Work request: A bare number is required: the count of lines in the material below that hold the word "this".

=== The records ===

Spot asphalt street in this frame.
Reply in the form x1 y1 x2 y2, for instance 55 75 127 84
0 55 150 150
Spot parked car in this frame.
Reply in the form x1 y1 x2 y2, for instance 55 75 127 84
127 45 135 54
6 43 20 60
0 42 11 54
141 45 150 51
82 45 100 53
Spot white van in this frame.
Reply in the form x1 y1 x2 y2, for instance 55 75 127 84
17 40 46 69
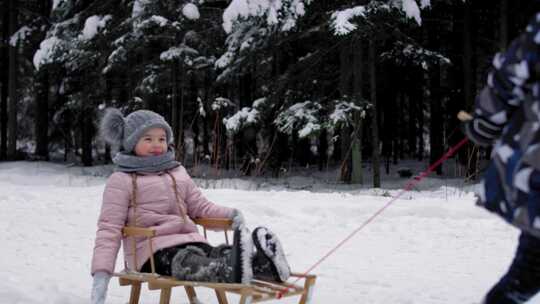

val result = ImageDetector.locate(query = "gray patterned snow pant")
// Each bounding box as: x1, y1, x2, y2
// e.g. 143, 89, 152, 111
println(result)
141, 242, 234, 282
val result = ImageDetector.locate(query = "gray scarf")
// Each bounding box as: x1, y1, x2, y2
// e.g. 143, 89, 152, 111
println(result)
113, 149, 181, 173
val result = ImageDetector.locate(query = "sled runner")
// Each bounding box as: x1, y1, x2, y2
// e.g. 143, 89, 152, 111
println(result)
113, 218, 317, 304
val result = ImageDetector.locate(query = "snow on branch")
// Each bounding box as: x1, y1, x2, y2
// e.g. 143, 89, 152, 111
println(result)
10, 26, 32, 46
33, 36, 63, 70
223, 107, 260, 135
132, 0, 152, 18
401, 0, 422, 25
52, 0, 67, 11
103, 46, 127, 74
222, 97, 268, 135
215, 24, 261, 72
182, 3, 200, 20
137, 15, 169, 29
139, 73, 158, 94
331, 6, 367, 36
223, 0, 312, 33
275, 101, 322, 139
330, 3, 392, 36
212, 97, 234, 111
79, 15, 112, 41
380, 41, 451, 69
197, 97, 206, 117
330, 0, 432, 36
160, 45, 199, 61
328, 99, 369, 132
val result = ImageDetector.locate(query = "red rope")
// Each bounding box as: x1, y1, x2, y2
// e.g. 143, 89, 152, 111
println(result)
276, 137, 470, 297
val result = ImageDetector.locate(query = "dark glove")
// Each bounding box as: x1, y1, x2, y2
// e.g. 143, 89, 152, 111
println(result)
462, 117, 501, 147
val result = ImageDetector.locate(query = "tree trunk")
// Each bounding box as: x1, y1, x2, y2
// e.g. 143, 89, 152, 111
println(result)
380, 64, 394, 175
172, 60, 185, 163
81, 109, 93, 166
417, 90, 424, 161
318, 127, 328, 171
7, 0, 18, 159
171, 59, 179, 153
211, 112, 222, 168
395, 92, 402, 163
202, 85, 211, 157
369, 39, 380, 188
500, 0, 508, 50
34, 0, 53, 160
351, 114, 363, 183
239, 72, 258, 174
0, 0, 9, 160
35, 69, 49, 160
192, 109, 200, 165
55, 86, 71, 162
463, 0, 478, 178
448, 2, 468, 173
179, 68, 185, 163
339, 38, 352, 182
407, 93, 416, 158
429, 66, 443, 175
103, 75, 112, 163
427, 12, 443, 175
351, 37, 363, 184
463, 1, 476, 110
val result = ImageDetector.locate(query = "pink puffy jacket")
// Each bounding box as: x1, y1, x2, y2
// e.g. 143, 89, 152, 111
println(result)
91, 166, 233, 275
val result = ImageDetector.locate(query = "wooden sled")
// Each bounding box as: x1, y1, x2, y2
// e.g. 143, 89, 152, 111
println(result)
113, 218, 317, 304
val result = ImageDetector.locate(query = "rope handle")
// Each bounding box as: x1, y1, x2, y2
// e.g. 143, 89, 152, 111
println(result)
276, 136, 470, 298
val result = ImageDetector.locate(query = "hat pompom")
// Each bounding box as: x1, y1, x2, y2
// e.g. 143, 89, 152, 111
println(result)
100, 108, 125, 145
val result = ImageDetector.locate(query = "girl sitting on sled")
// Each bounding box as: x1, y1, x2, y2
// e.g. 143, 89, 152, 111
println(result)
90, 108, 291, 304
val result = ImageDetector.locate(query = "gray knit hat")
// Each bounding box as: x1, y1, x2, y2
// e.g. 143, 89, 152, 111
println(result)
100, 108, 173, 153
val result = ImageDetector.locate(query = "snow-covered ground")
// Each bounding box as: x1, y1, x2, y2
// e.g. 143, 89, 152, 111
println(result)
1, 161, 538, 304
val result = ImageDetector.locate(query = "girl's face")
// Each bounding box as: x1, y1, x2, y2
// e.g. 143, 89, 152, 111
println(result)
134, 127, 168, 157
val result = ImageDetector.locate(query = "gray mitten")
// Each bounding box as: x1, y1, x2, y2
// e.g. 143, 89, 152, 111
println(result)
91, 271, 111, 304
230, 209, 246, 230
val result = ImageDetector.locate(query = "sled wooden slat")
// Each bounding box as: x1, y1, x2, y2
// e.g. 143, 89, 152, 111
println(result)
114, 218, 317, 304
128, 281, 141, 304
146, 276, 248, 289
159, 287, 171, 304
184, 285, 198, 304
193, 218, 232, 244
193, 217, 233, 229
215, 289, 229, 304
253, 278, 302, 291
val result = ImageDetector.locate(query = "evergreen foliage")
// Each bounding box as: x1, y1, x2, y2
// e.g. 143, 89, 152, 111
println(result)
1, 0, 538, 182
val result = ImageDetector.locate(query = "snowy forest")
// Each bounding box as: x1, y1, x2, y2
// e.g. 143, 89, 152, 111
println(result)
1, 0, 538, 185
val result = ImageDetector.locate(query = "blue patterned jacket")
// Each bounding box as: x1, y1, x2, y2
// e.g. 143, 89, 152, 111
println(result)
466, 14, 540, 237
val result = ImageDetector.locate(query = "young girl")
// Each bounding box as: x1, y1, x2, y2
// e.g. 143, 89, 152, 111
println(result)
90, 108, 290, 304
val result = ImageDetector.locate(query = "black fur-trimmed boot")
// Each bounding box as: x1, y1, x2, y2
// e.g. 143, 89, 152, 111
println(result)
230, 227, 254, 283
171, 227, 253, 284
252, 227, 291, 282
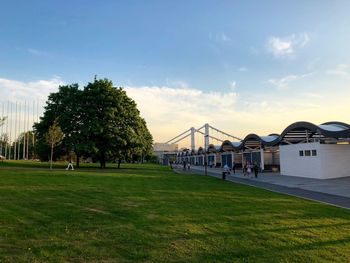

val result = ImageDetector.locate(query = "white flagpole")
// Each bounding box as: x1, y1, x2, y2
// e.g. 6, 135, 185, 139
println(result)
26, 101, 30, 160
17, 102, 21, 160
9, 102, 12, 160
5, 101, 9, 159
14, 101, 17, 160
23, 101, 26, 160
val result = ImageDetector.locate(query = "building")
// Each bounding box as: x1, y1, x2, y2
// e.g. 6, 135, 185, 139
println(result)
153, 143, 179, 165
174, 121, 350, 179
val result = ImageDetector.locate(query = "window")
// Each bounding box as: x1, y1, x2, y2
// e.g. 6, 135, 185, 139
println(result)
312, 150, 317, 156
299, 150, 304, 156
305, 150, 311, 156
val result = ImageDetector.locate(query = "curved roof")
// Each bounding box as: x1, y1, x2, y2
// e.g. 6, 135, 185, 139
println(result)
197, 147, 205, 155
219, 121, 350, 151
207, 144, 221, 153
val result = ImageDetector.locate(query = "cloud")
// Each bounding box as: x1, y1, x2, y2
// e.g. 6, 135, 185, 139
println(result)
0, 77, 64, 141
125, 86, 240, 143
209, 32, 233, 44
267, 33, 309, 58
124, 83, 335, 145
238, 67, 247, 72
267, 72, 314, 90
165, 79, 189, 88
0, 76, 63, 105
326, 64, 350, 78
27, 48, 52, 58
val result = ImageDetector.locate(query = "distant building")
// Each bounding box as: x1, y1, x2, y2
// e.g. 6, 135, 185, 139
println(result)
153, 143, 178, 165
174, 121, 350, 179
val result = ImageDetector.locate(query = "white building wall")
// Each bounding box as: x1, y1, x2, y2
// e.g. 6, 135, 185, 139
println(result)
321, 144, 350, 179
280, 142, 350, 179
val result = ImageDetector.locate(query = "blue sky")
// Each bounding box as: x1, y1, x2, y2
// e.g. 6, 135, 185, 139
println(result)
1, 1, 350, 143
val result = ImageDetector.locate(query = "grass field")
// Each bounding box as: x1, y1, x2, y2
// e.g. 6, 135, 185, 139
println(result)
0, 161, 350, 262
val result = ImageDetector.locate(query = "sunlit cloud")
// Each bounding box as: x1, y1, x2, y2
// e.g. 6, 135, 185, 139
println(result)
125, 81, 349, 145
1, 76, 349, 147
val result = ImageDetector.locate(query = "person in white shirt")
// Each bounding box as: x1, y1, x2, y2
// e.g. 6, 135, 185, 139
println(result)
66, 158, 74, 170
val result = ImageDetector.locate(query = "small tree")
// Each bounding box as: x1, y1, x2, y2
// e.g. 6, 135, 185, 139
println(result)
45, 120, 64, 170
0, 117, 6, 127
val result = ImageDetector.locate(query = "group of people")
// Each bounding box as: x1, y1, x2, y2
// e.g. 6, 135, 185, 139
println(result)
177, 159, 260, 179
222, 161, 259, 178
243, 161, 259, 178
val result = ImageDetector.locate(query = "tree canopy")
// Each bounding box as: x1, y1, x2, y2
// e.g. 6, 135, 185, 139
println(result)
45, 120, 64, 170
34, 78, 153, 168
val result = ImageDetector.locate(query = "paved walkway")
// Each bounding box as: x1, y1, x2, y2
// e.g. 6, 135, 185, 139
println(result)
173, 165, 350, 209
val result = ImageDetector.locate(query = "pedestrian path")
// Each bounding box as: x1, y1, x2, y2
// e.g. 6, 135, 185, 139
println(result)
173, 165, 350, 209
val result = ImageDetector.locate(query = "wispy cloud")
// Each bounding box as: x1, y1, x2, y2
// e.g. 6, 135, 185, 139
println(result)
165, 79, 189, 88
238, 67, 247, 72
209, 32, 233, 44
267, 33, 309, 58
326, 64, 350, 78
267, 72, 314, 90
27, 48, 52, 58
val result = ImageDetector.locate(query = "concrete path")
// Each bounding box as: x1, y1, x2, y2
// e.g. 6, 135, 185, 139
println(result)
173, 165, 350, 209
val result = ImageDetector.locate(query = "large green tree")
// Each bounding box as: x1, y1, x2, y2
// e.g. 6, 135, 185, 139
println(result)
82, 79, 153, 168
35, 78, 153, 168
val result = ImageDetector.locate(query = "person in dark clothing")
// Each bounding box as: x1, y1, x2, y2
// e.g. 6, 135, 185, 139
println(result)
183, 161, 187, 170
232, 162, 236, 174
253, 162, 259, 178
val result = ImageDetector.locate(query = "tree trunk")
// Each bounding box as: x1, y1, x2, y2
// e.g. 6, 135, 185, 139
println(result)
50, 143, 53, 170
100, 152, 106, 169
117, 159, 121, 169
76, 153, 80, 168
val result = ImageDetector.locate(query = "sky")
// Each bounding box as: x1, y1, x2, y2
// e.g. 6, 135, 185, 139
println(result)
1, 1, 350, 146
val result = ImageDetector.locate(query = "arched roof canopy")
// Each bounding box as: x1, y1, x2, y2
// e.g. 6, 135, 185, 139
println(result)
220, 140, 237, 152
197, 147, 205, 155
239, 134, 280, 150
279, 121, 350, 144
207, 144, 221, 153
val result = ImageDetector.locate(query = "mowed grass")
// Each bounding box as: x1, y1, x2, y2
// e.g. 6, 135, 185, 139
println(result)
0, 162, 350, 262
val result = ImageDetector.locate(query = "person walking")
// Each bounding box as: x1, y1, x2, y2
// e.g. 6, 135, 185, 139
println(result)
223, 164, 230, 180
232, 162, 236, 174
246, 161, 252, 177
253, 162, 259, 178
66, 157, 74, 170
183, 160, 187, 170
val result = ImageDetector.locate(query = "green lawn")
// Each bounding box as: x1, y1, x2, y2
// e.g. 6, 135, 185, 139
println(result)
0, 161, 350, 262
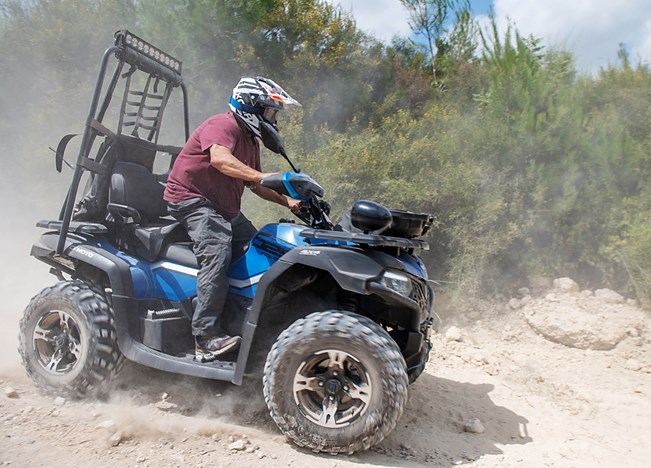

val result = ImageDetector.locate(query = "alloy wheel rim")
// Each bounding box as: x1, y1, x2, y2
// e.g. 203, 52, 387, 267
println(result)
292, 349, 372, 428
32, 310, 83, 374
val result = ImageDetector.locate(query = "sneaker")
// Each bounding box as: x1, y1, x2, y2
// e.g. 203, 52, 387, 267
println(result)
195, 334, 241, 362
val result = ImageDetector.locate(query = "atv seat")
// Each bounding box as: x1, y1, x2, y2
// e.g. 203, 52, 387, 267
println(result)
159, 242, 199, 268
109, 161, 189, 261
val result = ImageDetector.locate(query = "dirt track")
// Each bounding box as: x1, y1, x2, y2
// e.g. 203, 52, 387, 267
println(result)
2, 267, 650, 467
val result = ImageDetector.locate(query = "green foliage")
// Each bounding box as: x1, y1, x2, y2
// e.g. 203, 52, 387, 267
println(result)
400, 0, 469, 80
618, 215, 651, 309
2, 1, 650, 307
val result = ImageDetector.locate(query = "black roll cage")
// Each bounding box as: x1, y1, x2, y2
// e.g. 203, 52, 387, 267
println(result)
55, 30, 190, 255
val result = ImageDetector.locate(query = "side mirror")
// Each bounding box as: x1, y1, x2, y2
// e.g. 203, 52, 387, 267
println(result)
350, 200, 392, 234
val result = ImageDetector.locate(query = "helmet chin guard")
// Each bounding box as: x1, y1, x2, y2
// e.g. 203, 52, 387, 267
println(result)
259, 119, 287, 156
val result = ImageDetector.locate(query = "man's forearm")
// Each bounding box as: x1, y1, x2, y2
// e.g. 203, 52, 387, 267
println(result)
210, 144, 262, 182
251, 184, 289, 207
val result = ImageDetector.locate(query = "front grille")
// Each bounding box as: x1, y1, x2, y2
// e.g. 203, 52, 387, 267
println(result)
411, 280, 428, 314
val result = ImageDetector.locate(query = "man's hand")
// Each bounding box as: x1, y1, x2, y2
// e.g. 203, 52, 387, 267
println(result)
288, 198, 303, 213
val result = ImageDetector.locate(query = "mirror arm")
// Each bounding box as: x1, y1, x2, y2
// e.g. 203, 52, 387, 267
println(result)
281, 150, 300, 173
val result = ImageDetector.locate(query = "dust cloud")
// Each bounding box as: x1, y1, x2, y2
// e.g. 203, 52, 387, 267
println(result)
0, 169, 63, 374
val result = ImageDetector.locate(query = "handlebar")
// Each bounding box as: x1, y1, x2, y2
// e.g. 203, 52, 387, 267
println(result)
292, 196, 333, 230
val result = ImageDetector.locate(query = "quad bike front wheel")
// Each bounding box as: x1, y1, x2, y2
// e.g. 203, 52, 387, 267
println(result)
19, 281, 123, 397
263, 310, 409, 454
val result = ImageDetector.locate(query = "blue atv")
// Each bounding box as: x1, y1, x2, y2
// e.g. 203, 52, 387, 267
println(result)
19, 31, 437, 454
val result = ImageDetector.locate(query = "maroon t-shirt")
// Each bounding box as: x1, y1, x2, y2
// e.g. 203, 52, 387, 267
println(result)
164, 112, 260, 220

===

Finished task: 3